Would you extract the whole listing below and retype it exactly?

SUPPLIED RECORDS:
⟨

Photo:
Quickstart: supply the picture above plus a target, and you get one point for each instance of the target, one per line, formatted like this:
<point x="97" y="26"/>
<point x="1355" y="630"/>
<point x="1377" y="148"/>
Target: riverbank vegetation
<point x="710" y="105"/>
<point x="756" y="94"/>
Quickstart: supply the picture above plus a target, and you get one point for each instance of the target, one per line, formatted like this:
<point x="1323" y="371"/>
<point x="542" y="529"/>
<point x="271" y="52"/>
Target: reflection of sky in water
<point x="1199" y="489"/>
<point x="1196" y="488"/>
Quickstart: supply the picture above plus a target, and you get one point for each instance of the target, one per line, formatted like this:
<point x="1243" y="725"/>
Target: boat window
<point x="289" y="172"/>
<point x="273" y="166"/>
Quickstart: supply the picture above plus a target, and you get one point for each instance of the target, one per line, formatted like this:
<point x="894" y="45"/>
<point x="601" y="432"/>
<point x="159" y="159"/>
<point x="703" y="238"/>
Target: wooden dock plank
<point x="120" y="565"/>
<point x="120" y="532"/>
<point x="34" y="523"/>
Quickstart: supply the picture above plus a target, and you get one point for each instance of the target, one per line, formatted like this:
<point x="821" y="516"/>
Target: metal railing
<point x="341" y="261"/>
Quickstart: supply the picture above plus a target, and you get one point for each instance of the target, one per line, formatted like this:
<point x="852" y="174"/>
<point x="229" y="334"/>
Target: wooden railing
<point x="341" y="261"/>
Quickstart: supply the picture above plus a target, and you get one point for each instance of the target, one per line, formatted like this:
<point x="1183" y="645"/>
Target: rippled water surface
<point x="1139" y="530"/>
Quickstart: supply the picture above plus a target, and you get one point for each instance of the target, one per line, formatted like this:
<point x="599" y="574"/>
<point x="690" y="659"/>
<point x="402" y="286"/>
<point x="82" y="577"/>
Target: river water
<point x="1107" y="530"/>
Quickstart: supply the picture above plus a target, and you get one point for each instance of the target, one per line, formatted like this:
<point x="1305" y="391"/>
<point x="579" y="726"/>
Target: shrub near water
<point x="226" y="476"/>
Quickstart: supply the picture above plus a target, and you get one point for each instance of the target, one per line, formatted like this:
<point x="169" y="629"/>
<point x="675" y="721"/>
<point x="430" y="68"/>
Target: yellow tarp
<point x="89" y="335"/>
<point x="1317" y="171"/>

⟩

RESULT FOR THIS EXERCISE:
Photo:
Quickstart: supply the picture above plus a target, and you get one point for each instance of the target, one per line, formatted like this:
<point x="97" y="26"/>
<point x="1355" y="630"/>
<point x="1377" y="148"/>
Target: riverbank vegetation
<point x="710" y="105"/>
<point x="756" y="94"/>
Quickstart: supply the picture above plus a target, and you get one point for each instance of the target, one per line, formatted like this:
<point x="1323" y="371"/>
<point x="542" y="529"/>
<point x="271" y="52"/>
Target: reflection of sky in water
<point x="1199" y="489"/>
<point x="1196" y="488"/>
Quickstart: supply the picture above plus a target, and you get one point for each instance of the target, one per line, formatted like this:
<point x="1243" y="725"/>
Target: boat window
<point x="289" y="172"/>
<point x="273" y="166"/>
Quickstart: supply the picture above plus a target, and you get one point for each instance of the target, one per line, formatted like this:
<point x="894" y="45"/>
<point x="601" y="432"/>
<point x="159" y="159"/>
<point x="703" y="238"/>
Target: wooden dock plank
<point x="120" y="565"/>
<point x="120" y="532"/>
<point x="34" y="523"/>
Quickstart: supply the picture above plus a target, and you get one point for each instance of the target, one per line, formatted like this:
<point x="821" y="516"/>
Target: metal railing
<point x="341" y="261"/>
Quickstart: supply the picture above plus a target, and you get one point for each instance of the target, one per line, formatted like this:
<point x="852" y="174"/>
<point x="229" y="334"/>
Target: wooden railing
<point x="341" y="261"/>
Quickstart: supply the picture above plus a target, and you get one point for each instance of the target, one per line, formatted like this:
<point x="1183" y="645"/>
Target: rippled water surface
<point x="1139" y="530"/>
Quickstart: supply the picture above plus a target, and you get one point for each instance of the target, one per line, formatted like this:
<point x="599" y="574"/>
<point x="690" y="659"/>
<point x="402" y="286"/>
<point x="82" y="577"/>
Target: river water
<point x="1107" y="530"/>
Quickstart: supply the picture above plus a target, and you get one point for each instance of the target, one per line, formatted like this:
<point x="1305" y="391"/>
<point x="579" y="726"/>
Target: shrub near water
<point x="226" y="476"/>
Quickstart: supply the picture above plus a target, and you get one point for each instance of the target, one per line, formatted like this:
<point x="169" y="629"/>
<point x="675" y="721"/>
<point x="430" y="68"/>
Target: yellow tarp
<point x="89" y="335"/>
<point x="1317" y="171"/>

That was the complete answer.